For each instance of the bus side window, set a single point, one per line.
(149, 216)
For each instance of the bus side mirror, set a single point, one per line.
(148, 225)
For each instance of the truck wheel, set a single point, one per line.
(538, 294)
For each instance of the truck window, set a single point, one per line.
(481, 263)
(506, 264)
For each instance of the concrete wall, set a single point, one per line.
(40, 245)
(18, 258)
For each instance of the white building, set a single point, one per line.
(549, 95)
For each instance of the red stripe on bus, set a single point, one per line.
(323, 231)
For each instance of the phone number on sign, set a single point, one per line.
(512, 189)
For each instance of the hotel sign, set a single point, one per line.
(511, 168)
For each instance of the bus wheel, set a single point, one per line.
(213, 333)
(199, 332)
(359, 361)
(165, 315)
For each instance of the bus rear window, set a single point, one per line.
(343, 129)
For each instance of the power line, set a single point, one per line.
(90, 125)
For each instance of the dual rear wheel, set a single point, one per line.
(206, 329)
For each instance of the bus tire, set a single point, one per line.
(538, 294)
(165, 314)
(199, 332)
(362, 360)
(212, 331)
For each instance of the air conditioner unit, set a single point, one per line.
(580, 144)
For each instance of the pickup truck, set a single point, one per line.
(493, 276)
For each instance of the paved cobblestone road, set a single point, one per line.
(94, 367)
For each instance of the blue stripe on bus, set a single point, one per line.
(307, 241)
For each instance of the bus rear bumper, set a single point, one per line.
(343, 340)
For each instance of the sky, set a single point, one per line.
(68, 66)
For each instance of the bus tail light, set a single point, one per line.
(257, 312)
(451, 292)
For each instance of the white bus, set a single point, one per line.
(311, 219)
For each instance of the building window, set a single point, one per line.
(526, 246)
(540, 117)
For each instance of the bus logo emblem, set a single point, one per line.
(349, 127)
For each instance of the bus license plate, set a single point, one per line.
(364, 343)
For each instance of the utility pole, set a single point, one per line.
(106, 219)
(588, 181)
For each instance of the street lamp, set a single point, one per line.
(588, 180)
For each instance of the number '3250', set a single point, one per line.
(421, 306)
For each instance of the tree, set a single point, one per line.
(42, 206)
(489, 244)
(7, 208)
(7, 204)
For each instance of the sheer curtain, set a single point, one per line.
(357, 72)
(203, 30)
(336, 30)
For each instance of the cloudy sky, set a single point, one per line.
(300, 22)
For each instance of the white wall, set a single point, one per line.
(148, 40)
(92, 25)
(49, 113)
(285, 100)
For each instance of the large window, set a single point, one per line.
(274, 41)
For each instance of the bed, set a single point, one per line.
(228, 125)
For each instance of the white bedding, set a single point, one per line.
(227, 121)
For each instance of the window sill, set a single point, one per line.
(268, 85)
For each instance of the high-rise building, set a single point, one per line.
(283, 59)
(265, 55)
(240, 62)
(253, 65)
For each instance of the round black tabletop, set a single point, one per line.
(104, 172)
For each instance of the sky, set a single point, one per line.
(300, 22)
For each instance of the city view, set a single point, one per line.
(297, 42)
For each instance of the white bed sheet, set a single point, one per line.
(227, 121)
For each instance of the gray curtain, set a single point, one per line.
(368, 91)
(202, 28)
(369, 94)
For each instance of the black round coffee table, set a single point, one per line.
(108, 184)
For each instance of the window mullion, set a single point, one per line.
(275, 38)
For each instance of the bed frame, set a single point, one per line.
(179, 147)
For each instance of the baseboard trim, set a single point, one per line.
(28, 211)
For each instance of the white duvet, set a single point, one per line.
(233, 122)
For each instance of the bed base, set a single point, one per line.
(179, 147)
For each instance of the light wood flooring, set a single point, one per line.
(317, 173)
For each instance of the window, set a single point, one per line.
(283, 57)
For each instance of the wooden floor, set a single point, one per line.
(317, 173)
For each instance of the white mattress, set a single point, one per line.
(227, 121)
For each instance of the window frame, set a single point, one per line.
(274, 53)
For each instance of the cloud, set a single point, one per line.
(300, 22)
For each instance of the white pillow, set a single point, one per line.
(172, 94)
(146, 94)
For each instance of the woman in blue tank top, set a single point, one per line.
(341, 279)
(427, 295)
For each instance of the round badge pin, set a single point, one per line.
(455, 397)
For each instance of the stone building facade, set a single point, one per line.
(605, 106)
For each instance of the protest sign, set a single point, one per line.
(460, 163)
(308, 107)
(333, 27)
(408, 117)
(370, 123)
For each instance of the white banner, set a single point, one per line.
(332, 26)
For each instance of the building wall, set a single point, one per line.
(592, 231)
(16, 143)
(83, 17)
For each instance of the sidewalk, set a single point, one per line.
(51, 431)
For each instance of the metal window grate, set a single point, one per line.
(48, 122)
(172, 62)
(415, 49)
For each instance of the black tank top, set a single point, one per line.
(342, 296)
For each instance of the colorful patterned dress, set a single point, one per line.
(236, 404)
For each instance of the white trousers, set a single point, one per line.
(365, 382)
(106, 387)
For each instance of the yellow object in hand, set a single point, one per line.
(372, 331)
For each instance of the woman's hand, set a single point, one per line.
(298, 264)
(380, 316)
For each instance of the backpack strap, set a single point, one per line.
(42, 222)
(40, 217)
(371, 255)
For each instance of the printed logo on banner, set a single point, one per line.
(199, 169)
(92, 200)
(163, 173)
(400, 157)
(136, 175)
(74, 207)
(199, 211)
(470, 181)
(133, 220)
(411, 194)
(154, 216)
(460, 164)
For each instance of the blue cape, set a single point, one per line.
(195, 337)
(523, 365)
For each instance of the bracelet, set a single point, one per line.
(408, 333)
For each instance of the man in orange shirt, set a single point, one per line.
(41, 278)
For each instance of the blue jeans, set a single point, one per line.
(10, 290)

* [ASSIGNMENT]
Without omitting anything, output the entries exactly.

* [ANSWER FOR THIS EXERCISE]
For each instance of the bus side window, set a single point, one per line.
(149, 216)
For each instance of the bus side mirror, set a single point, one per line.
(148, 225)
For each instance of the truck wheel, set a single point, one per line.
(538, 294)
For each instance of the truck window, set a single point, one per line.
(481, 263)
(506, 264)
For each instance of the concrete wall, set a single point, one per line.
(40, 245)
(18, 258)
For each instance of the white building, set a single point, one per line.
(549, 95)
For each instance of the red stripe on bus, set a single point, one per line.
(323, 231)
For each instance of the phone number on sign, set a single point, one per line.
(512, 189)
For each instance of the hotel sign, set a single point, one per line.
(511, 168)
For each instance of the bus wheel, set a single point, one per line.
(213, 333)
(199, 332)
(359, 361)
(165, 315)
For each instance of the bus rear window, set a single point, one per line.
(343, 129)
For each instance of the power line, set a single point, one per line.
(90, 125)
For each instance of the dual rear wheel, set a single point, one per line.
(206, 329)
For each instance of the bus tire, set a single point, one per line.
(538, 294)
(165, 314)
(199, 332)
(362, 360)
(212, 331)
For each instance of the air conditioner unit, set a single point, one per line.
(580, 144)
For each instance of the pickup truck, set a single point, one per line.
(493, 276)
For each instance of the paved cobblestone road, set a single point, one per line.
(94, 367)
For each instance of the blue stripe on bus, set a single point, one per line.
(307, 241)
For each instance of the bus rear bumper, set a single point, one per line.
(343, 340)
For each instance of the sky, set a single point, one per line.
(68, 66)
For each instance of the bus tail light, set a single point, one per line.
(257, 312)
(451, 292)
For each instance of the white bus, set a single point, one per line.
(311, 219)
For each instance of the building window, set a single point, one per line.
(526, 246)
(540, 117)
For each instance of the bus logo emblem, set a single point, one per line.
(349, 127)
For each instance of the bus license plate, set a single point, one per line.
(364, 343)
For each instance of the utility pole, set a single point, one per line.
(106, 219)
(588, 181)
For each instance of the street lamp, set a single point, one per line.
(588, 180)
For each instance of the number '3250', set a single point, one per line.
(421, 306)
For each instance of the tree, set a single point, one per line.
(42, 206)
(489, 244)
(7, 208)
(7, 204)
For each instance of the sheer curtain, set a single point, one per line.
(357, 72)
(203, 30)
(336, 30)
For each instance of the cloudy sky, set a single point, one per line.
(300, 22)
For each instance of the white wall, set a single point, one per line.
(148, 40)
(92, 25)
(49, 113)
(285, 100)
For each instance of the large window, set a single point, one per line.
(274, 41)
For each instance of the bed, set a single point, one per line.
(228, 125)
For each instance of the white bedding, set a single point, one per line.
(227, 121)
For each instance of the window sill, set a single point, one per line.
(268, 85)
For each instance of the high-rise building, set a single point, one per line.
(283, 59)
(265, 55)
(240, 62)
(253, 65)
For each instance of the round black tabletop, set a single point, one per line.
(104, 172)
For each instance of the sky, set a single point, one per line.
(300, 22)
For each instance of the city view, set a single point, one per line.
(297, 42)
For each instance of the white bed sheet, set a single point, one per line.
(227, 121)
For each instance of the gray curtain, set a single point, one per line.
(368, 91)
(202, 28)
(369, 94)
For each instance of the black round coffee table, set a single point, one per line.
(108, 184)
For each instance of the window mullion, set a single point, one per line.
(275, 38)
For each instance of the bed frame, set a single point, one per line.
(179, 147)
For each instance of the baseboard trim, set a single point, one per line.
(28, 211)
For each instance of the white duvet, set a single point, one per line.
(233, 122)
For each instance of the bed base, set a single point, one per line.
(179, 147)
For each instance of the light wood flooring, set a single point, one per line.
(317, 173)
For each instance of the window, set a single point, one per line.
(283, 57)
For each instance of the wooden floor, set a single point, one per line.
(317, 173)
For each instance of the white mattress, set a single point, one per line.
(227, 121)
For each instance of the window frame, set a single point, one per line.
(274, 53)
For each instance of the cloud, set a single point, one per line.
(300, 22)
For each instance of the white pillow, set a single point, one per line.
(172, 94)
(146, 94)
For each instance of the woman in blue tank top, set a single point, one per line.
(341, 279)
(427, 295)
For each instance of the round badge pin, set a single point, one per line.
(455, 397)
For each instance of the stone building facade, set a single point, one per line.
(605, 106)
For each instance of the protest sign, set a single point, one per line.
(460, 163)
(308, 107)
(333, 27)
(408, 117)
(370, 123)
For each instance of the white banner, set a single point, one per line.
(332, 26)
For each instance of the building wall, set a single point, one per line.
(592, 231)
(16, 143)
(83, 17)
For each instance of the sidewalk, set a single point, one per line.
(51, 431)
For each instance of the metal window grate, set a single point, one per line.
(48, 122)
(172, 62)
(415, 49)
For each instance of the black tank top, set a single point, one per line.
(342, 296)
For each instance of the colorful patterned dress, set a single point, one per line.
(236, 404)
For each instance of the white trousers, set a single point, one per line.
(365, 382)
(106, 387)
For each instance of the yellow object in hand, set a single point, one per line.
(372, 331)
For each instance of the woman's hand, set a single point, one per line.
(298, 264)
(380, 316)
For each instance of the backpack strap, set a single point, one per line.
(42, 222)
(40, 217)
(371, 255)
For each instance of the printed logo on banner, set a single point, one per line.
(199, 169)
(92, 200)
(163, 173)
(400, 157)
(136, 175)
(74, 207)
(199, 211)
(470, 181)
(133, 220)
(411, 194)
(154, 216)
(460, 164)
For each instance of the blue cape, set a single point, one per line.
(195, 337)
(523, 365)
For each instance of the bracelet, set a single point, one per line.
(408, 333)
For each instance of the man in orange shirt, set a single point, one per line.
(41, 278)
For each instance of the blue jeans, set a single point, one per line.
(10, 290)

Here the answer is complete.